◆ Set problem
Could every line of the data be printed exactly as it reads?

Raw records:

+--

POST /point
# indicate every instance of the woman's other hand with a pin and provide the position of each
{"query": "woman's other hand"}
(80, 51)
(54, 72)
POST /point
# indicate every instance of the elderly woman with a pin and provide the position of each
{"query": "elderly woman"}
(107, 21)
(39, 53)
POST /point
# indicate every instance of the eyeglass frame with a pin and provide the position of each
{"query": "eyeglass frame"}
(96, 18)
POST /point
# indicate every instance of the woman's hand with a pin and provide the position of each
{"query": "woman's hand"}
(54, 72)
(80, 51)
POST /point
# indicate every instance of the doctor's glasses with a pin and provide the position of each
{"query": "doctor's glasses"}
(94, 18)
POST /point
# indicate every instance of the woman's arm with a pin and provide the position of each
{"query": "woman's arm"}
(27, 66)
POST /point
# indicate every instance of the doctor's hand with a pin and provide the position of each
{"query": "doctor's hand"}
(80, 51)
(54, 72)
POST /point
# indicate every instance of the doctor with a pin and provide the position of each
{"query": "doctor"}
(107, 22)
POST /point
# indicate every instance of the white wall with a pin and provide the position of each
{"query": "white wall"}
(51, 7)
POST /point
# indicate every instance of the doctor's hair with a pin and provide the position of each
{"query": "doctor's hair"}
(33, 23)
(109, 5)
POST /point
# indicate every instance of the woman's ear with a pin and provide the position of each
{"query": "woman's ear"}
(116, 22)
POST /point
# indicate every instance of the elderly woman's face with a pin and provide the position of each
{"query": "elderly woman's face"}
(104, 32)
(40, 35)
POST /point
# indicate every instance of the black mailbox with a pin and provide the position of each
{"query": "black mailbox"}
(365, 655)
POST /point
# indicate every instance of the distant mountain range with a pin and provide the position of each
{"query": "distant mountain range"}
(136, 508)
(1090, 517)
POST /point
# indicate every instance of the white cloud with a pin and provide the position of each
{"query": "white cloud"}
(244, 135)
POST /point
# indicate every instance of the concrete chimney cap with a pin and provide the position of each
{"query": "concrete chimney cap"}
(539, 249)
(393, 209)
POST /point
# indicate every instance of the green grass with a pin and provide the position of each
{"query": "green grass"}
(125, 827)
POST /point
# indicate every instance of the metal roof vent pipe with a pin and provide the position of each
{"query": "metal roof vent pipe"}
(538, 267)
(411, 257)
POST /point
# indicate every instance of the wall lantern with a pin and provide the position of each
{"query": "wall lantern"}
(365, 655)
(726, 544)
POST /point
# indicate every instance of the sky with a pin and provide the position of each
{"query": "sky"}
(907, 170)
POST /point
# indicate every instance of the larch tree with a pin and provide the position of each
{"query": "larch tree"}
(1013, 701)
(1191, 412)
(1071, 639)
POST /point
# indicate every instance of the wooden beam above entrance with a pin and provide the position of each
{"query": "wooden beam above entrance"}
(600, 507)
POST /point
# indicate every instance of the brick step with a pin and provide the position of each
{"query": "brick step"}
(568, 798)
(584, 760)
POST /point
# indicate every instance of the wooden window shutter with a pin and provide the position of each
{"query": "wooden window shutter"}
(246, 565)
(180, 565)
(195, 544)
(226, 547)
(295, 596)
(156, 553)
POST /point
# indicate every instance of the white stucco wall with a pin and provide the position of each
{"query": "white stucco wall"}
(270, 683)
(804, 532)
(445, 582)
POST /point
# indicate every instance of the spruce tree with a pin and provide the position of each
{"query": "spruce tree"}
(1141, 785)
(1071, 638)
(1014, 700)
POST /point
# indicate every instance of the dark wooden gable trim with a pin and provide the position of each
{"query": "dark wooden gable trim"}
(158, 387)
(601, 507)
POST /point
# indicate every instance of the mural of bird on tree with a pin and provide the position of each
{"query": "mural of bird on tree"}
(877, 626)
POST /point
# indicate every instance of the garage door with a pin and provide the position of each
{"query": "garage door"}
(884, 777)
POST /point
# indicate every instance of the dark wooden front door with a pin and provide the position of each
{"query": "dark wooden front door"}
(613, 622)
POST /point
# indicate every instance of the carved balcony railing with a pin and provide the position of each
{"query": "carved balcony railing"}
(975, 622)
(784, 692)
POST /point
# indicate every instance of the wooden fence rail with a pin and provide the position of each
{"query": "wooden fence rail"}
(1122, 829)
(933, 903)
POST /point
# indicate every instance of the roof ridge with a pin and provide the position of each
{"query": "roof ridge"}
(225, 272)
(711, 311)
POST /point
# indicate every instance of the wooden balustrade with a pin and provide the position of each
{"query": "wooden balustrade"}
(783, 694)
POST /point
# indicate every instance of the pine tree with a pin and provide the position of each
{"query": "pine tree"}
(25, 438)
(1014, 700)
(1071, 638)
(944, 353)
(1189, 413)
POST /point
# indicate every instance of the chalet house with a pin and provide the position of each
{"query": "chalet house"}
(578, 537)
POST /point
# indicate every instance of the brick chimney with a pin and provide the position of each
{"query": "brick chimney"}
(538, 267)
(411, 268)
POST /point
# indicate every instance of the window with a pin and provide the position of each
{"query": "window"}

+--

◆ Worked solution
POST /point
# indicate every instance of the woman's other hand with a pin and provide the position of each
{"query": "woman's other hand"}
(80, 51)
(54, 72)
POST /point
# indicate every instance of the elderly woman with a pin and provide the position of each
{"query": "elderly woman"}
(107, 21)
(39, 53)
POST /point
# indicate every instance of the eyeglass frame with a pin and provide the position of each
{"query": "eyeglass frame"}
(96, 18)
POST /point
# indicate every instance of the woman's hand with a pin and provide the position of each
{"query": "woman's hand"}
(54, 72)
(80, 51)
POST /point
# indicate every instance of the doctor's glasses with a pin and provide the position of each
{"query": "doctor's glasses"}
(94, 18)
POST /point
# indicate every instance of the woman's arm with a pin and provide the position of each
{"query": "woman's arm"}
(27, 66)
POST /point
# indicate every instance of the doctor's hand with a pin and provide the position of each
{"query": "doctor's hand"}
(80, 51)
(54, 72)
POST /point
# indicate every instance of the doctor with a pin and provide the position of each
{"query": "doctor"}
(107, 22)
POST /point
# indicate every instance of the white wall with a pin and provide the position of each
{"query": "white wall"}
(51, 7)
POST /point
# indicate every instance of the doctor's hair with a pin and provide the position of each
{"query": "doctor's hair"}
(33, 23)
(109, 5)
POST /point
# indicate every instance of the woman's ear with a pin and provide the position of each
{"query": "woman's ear"}
(116, 22)
POST /point
# indicate every instance of the elderly woman's face with a pin and provide the position of each
{"query": "elderly woman's face"}
(104, 32)
(40, 35)
POST /point
# indicate every instance of the black mailbox with a pin and provide the position of each
{"query": "black mailbox"}
(365, 655)
POST /point
# indicate every instance of the distant mountain range with a pin and provide the position of each
{"query": "distant mountain range"}
(136, 508)
(1090, 517)
POST /point
# indicate every instance of the white cloud with a pin and provide the position of each
{"query": "white cloud"}
(244, 135)
POST /point
# indicate every instance of the concrete chimney cap with a pin and provide the position of each
{"query": "concrete chimney cap"}
(539, 249)
(393, 209)
POST /point
# indicate every instance of the green grass with a pin and provide the position of each
{"query": "green grass"}
(125, 827)
POST /point
# indicate every instance of the metal roof vent pipe with a pin and provide the position of each
{"query": "metal roof vent pipe"}
(538, 267)
(411, 257)
POST /point
# indicate every instance of the wall lantern with a pin and provide the position of each
{"query": "wall lantern"}
(365, 655)
(726, 544)
POST /point
# indicate every instance of the sky with a pin and provide the position of each
{"query": "sky"}
(907, 170)
POST /point
# indicate every instance of the larch tree with a pin and provide the position of each
{"query": "larch tree"}
(1013, 701)
(1191, 412)
(1071, 639)
POST /point
# indicate every instance of the wooden beam above entrance with a pin and provide the position of each
{"query": "wooden beam above entrance"}
(600, 507)
POST /point
# indicate every instance of the brick step with a pin and provide the position of each
{"query": "brick step"}
(568, 798)
(584, 760)
POST /point
# indicate every instance of the wooden window shutter with a pin and provide the position of each
{"query": "wooden window shutter"}
(246, 565)
(180, 565)
(195, 544)
(226, 547)
(295, 596)
(156, 553)
POST /point
# indicate every instance of the white stucco wall with a pin and provide the position of each
{"query": "white stucco wall"}
(270, 683)
(804, 532)
(445, 582)
POST /point
# indicate every instance of the spruce tree with a pin and provide the position of each
{"query": "spruce tree"}
(1141, 785)
(1071, 638)
(1014, 700)
POST /point
# indicate every instance of the dark wooden gable trim with a pin and provide the position of each
{"query": "dark wooden gable trim"}
(158, 387)
(601, 507)
POST /point
# indicate every instance of the mural of bird on tree with a pin and provide the position of each
{"query": "mural of bird on tree"}
(877, 626)
POST /point
# indicate every instance of the garage door with a pin and provide the position of each
{"query": "garage door"}
(884, 777)
POST /point
# indicate every instance of the dark wooden front door with a pin and provide the position of each
{"query": "dark wooden front door"}
(613, 622)
POST /point
# indicate every instance of the carved balcony railing with a pin and provide the position of each
{"query": "carved balcony railing"}
(975, 622)
(784, 692)
POST /point
# indicate every instance of the wooden fence rail with a pin and provide the position of each
{"query": "wooden fence rail"}
(1122, 829)
(933, 903)
POST /point
# indicate every instance of the roof ridge with a pin and provide the position of each
{"query": "roof ridge"}
(225, 272)
(711, 311)
POST /point
# indicate every instance of the wooden balustrade with a pin and provide the position of each
{"query": "wooden balustrade"}
(783, 694)
POST /point
# indicate every instance of the pine tree with a pin and provide the position of each
{"query": "pine tree"}
(25, 438)
(1014, 700)
(1071, 638)
(944, 353)
(1189, 413)
POST /point
# indicate every instance of the chalet house with a pin and provide the position of each
{"query": "chalet house"}
(578, 537)
POST /point
# indicate every instance of the brick chimney with a pin and provide the position of each
{"query": "brick chimney"}
(538, 267)
(411, 268)
POST /point
# indicate every instance of the window with a pin and provide the position of each
{"query": "window"}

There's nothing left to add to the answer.